▸ **PROBLEM**
Rewrite all the entries below, changing every "even-odd" to "nonzero" and keeping the rest the same.

▸ **DATASET ROWS**
········
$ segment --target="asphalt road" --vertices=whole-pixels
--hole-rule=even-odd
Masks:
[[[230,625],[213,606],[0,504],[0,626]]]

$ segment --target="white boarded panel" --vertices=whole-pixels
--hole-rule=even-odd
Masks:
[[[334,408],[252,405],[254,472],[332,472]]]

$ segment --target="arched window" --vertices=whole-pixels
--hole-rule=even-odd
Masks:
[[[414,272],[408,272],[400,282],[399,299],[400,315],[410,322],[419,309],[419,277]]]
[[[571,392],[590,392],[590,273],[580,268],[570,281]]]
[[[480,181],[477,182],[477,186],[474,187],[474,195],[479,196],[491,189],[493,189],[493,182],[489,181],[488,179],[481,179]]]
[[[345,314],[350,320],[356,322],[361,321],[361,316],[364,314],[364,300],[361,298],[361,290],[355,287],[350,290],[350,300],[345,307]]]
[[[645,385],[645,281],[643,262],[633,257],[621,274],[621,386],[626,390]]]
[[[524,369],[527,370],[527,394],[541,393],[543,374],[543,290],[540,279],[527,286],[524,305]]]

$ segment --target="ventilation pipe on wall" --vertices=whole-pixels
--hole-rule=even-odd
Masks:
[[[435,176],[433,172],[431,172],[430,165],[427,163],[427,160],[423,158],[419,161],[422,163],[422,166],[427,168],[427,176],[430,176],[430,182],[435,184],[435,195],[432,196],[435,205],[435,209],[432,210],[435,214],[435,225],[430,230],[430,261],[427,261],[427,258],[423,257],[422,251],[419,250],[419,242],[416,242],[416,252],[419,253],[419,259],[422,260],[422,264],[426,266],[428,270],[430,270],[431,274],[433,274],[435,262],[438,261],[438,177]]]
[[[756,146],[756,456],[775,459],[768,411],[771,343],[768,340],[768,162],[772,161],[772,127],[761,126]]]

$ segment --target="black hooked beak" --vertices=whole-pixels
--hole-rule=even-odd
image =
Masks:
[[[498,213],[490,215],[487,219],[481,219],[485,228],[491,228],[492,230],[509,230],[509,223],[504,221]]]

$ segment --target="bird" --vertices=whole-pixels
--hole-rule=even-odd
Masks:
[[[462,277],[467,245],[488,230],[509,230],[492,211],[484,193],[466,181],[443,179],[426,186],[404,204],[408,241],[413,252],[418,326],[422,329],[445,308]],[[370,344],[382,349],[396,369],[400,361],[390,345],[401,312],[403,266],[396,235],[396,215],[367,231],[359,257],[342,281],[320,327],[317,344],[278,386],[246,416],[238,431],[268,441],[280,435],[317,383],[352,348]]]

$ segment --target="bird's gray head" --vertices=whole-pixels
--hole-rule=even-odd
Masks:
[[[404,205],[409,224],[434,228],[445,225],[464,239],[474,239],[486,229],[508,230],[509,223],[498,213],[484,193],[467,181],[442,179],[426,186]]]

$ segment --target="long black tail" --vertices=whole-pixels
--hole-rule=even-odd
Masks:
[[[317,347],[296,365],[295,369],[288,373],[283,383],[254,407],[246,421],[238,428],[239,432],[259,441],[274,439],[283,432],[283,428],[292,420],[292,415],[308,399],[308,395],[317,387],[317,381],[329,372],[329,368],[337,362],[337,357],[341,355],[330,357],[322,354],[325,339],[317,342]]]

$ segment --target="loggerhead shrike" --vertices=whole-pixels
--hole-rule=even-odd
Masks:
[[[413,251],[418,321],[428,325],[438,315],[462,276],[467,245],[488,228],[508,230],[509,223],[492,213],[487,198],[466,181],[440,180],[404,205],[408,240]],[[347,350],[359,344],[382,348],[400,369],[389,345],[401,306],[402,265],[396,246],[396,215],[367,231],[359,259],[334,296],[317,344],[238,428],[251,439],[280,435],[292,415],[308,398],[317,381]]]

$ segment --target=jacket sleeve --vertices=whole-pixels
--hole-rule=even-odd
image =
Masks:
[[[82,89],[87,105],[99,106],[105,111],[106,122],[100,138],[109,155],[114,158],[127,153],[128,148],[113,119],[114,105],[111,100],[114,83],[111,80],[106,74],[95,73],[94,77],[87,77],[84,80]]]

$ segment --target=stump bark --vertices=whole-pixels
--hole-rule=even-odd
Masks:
········
▸ **ANSWER BELOW**
$ segment --target="asphalt road" --vertices=whole-pixels
--hole-rule=nonzero
Masks:
[[[230,625],[213,606],[0,504],[0,626]]]

$ segment --target="white boarded panel" --vertices=whole-pixels
--hole-rule=nonzero
Masks:
[[[334,408],[252,405],[254,472],[332,472]]]

$ segment --target="arched window" --vertices=whole-pixels
--hole-rule=nonzero
Masks:
[[[414,272],[408,272],[400,282],[399,299],[400,315],[410,322],[419,309],[419,277]]]
[[[571,392],[590,392],[590,273],[580,268],[570,281]]]
[[[480,181],[477,182],[477,186],[474,187],[474,195],[479,196],[491,189],[493,189],[493,182],[489,181],[488,179],[481,179]]]
[[[345,314],[350,320],[356,322],[361,321],[361,316],[364,314],[364,300],[361,298],[361,290],[355,287],[350,290],[350,300],[345,307]]]
[[[645,385],[645,281],[643,262],[633,257],[621,274],[621,386],[626,390]]]
[[[524,369],[527,370],[527,394],[541,393],[543,374],[543,290],[540,279],[527,286],[524,305]]]

$ segment --target="ventilation pipe on wall" --vertices=whole-pixels
--hole-rule=nonzero
Masks:
[[[435,176],[433,172],[431,172],[430,165],[427,163],[427,160],[423,158],[419,161],[422,163],[422,166],[427,168],[427,176],[430,176],[430,182],[435,184],[435,195],[432,196],[435,205],[435,209],[432,210],[435,214],[435,225],[430,230],[430,261],[427,261],[427,258],[423,257],[422,251],[419,250],[419,242],[416,242],[416,252],[419,253],[419,259],[422,260],[422,264],[426,266],[428,270],[430,270],[431,274],[433,274],[435,262],[438,261],[438,177]]]
[[[756,146],[756,456],[775,459],[768,411],[771,343],[768,340],[768,162],[772,161],[772,127],[761,126]]]

$ segment --target="black hooked beak" --vertices=whole-pixels
--hole-rule=nonzero
image =
Masks:
[[[498,213],[490,215],[487,219],[481,219],[485,228],[491,228],[492,230],[509,230],[509,223],[504,221]]]

$ segment --target="bird" --vertices=whole-pixels
--hole-rule=nonzero
Masks:
[[[462,277],[467,245],[488,230],[509,230],[492,211],[484,193],[466,181],[443,179],[426,186],[404,204],[408,241],[413,252],[418,326],[422,329],[445,308]],[[370,344],[382,349],[396,369],[400,361],[390,345],[401,312],[403,266],[396,235],[396,215],[367,231],[359,257],[342,281],[320,327],[317,344],[278,386],[246,416],[238,431],[268,441],[280,435],[317,383],[352,348]]]

$ segment --target="bird's gray head" --vertices=whole-pixels
--hole-rule=nonzero
Masks:
[[[404,205],[409,224],[434,228],[445,225],[464,239],[474,239],[486,229],[508,230],[509,223],[498,213],[484,193],[467,181],[442,179],[426,186]]]

$ segment --target="long black tail" --vertices=whole-pixels
--hole-rule=nonzero
Masks:
[[[317,347],[296,365],[295,369],[288,373],[283,383],[254,407],[246,421],[238,428],[239,432],[259,441],[274,439],[283,432],[283,428],[292,420],[292,415],[308,399],[308,395],[317,387],[317,381],[329,372],[329,368],[337,362],[337,357],[341,355],[330,357],[322,354],[325,339],[317,342]]]

$ segment --target="loggerhead shrike" --vertices=whole-pixels
--hole-rule=nonzero
Masks:
[[[413,251],[418,321],[428,325],[438,315],[462,276],[467,245],[488,228],[508,230],[509,223],[492,213],[487,198],[466,181],[440,180],[404,205],[408,240]],[[347,350],[359,344],[382,348],[400,369],[389,345],[401,306],[402,265],[396,246],[396,215],[367,231],[359,259],[334,296],[317,344],[238,428],[251,439],[280,435],[292,415],[308,398],[317,381]]]

$ segment --target=jacket sleeve --vertices=whole-pixels
--hole-rule=nonzero
image =
Masks:
[[[82,89],[87,105],[99,106],[105,111],[106,122],[100,138],[109,155],[114,158],[127,153],[128,148],[113,119],[114,105],[111,100],[114,83],[111,80],[106,74],[95,73],[94,77],[87,77],[84,80]]]

$ segment --target=stump bark --vertices=whole-pixels
--hole-rule=nonzero
Masks:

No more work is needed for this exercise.